### WHAT THE EXERCISE ASKS
According to the Testing section of the patch on restoring the optimizer and scheduler, in what setups were the changes tested?

### QUOTED TEXT
From 879cfec1b49d0255ed963f44b3a9f55d42c9920a Mon Sep 17 00:00:00 2001
From: sadamov <45732287+sadamov@users.noreply.github.com>
Date: Wed, 29 May 2024 16:07:36 +0200
Subject: [PATCH 4/5] Make restoration of optimizer and scheduler more robust
 (#17)

## Summary
This pull request introduces specific enhancements to the model loading
and optimizer/scheduler state restoration functionalities, improving
flexibility and compatibility with multi-GPU setups.

## Detailed Changes
- **Enhanced Model Loading for Multi-GPU**: Modified the model loading
logic to better support multi-GPU environments by ensuring that
optimizer states are only loaded when necessary and appropriate.
- **Checkpoint Adjustments**: Adjusted how learning rate schedulers are
restored from checkpoints to ensure they align correctly with the
current training state

## Impact
These changes provide users with greater control over how training
states are restored and improve the script's functionality in
distributed training environments.

## Testing
[x] Changes have been tested in both single and multi-GPU setups

## Notes
Further integration testing with different types of training
configurations is recommended to fully validate the new functionalities.

---------

Co-authored-by: Simon Adamov <simon.adamov@mailbox.org>
---
 CHANGELOG.md                  |  4 ++++
 neural_lam/models/ar_model.py | 10 +++++-----
 neural_lam/vis.py             |  4 ++--
 train_model.py                | 12 +++---------
 4 files changed, 14 insertions(+), 16 deletions(-)

diff --git a/CHANGELOG.md b/CHANGELOG.md
index 63feff96..061aa6bb 100644
--- a/CHANGELOG.md
+++ b/CHANGELOG.md
@@ -27,6 +27,10 @@ and this project adheres to [Semantic Versioning](https://semver.org/spec/v2.0.0
 
 ### Changed
 
+- Robust restoration of optimizer and scheduler using `ckpt_path`
+  [\#17](https://github.com/mllam/neural-lam/pull/17)
+  @sadamov
+
 - Updated scripts and modules to use `data_config.yaml` instead of `constants.py`
   [\#31](https://github.com/joeloskarsson/neural-lam/pull/31)
   @sadamov
diff --git a/neural_lam/models/ar_model.py b/neural_lam/models/ar_model.py
index 9cda9fc2..29b169d4 100644
--- a/neural_lam/models/ar_model.py
+++ b/neural_lam/models/ar_model.py
@@ -83,8 +83,8 @@ def __init__(self, args):
         if self.output_std:
             self.test_metrics["output_std"] = []  # Treat as metric
 
-        # For making restoring of optimizer state optional (slight hack)

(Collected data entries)

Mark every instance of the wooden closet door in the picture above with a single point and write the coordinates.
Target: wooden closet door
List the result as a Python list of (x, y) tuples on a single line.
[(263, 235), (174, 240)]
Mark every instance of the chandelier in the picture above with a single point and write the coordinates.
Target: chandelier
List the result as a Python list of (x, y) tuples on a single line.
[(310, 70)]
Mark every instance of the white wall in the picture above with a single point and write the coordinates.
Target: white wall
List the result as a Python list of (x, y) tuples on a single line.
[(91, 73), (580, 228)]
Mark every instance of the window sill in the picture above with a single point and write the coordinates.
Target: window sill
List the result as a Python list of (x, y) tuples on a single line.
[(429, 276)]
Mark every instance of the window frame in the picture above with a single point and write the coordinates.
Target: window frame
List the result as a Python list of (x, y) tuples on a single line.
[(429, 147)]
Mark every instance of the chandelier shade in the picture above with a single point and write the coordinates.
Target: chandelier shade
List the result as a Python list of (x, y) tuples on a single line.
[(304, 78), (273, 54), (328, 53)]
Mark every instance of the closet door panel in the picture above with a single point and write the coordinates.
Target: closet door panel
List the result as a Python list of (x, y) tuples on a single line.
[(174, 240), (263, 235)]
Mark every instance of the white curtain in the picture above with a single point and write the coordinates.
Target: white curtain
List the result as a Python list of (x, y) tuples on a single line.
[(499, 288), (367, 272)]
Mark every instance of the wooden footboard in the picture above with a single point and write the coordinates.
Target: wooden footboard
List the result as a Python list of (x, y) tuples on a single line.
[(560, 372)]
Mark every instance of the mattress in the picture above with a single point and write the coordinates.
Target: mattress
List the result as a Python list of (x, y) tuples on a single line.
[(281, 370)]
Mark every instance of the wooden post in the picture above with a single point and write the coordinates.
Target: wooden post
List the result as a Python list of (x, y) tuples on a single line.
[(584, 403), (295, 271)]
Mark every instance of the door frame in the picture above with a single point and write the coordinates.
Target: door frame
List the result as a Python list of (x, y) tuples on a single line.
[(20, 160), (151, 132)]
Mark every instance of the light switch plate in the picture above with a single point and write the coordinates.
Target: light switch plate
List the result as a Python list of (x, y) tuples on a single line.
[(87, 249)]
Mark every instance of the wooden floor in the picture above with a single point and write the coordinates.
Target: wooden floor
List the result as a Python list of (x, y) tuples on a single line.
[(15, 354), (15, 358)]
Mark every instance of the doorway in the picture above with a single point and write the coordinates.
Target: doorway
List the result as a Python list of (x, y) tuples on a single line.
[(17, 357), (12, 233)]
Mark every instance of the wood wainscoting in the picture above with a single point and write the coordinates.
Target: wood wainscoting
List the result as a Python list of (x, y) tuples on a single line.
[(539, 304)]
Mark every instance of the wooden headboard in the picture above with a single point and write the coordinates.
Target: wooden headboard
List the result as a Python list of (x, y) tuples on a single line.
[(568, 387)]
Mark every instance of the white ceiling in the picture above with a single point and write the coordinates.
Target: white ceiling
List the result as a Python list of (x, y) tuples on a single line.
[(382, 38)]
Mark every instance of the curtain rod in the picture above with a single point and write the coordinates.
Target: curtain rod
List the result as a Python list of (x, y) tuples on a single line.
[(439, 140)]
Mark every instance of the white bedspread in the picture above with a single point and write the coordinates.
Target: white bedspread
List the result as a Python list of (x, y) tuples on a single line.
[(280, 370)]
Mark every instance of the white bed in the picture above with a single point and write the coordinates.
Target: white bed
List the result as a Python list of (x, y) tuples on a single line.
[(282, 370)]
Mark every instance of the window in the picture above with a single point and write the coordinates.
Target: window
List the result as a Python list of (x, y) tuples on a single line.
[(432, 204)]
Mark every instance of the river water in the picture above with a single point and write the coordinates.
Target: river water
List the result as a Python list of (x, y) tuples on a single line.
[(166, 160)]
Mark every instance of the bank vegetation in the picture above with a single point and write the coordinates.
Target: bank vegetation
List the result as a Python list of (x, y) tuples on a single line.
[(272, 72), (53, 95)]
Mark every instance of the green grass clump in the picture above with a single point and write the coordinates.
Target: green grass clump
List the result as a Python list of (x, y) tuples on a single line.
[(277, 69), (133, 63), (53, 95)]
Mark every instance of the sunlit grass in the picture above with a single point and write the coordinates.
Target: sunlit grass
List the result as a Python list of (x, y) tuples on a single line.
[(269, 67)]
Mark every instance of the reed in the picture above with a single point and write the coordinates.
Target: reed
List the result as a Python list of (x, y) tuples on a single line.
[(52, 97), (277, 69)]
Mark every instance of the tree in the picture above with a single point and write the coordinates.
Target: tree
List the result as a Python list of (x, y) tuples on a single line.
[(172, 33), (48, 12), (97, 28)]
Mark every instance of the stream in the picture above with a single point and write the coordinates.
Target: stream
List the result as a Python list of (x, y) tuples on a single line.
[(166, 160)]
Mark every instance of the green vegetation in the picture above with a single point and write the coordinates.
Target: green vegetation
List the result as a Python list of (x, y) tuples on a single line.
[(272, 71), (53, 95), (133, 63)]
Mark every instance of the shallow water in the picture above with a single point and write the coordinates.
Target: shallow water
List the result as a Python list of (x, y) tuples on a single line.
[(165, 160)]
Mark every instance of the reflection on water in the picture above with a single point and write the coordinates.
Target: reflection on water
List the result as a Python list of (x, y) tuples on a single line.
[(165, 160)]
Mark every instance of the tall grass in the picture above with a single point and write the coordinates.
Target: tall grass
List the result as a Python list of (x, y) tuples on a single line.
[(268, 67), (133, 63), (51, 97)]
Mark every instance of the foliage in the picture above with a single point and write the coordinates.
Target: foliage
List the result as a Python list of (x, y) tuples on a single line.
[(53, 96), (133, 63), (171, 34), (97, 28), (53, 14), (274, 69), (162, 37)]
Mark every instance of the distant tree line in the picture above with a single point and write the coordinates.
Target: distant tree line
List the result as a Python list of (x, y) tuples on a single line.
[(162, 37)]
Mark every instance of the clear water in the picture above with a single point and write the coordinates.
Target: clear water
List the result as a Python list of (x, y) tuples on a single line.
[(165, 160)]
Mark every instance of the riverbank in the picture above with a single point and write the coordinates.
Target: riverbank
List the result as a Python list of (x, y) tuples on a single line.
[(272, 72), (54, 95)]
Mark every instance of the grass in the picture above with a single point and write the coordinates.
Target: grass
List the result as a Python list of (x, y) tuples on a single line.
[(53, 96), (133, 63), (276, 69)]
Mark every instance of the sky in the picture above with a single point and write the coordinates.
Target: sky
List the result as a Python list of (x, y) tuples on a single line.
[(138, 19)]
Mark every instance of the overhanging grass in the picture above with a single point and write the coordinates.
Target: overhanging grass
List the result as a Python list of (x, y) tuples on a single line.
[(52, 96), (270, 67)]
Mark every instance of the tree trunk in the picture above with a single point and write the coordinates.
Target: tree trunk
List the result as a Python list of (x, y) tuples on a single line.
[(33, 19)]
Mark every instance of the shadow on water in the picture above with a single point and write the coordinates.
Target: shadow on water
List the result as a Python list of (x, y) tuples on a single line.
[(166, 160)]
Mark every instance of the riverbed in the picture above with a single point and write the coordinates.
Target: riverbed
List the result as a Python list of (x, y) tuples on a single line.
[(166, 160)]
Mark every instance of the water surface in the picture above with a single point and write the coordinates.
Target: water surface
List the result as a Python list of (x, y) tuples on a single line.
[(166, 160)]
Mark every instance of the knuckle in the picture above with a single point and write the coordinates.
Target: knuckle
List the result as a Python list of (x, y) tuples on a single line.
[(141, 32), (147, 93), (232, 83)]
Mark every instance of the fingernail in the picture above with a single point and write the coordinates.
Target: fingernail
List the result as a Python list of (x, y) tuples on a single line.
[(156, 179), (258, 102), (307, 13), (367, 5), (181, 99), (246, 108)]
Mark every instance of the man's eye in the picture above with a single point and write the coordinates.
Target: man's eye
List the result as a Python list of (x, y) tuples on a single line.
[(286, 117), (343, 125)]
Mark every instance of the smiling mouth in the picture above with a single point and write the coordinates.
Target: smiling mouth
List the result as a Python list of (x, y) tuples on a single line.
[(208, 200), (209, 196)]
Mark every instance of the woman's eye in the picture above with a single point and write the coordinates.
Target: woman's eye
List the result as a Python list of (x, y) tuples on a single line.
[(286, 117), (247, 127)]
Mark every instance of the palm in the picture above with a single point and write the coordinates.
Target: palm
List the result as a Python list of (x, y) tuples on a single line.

### RESULT
In both single and multi-GPU setups.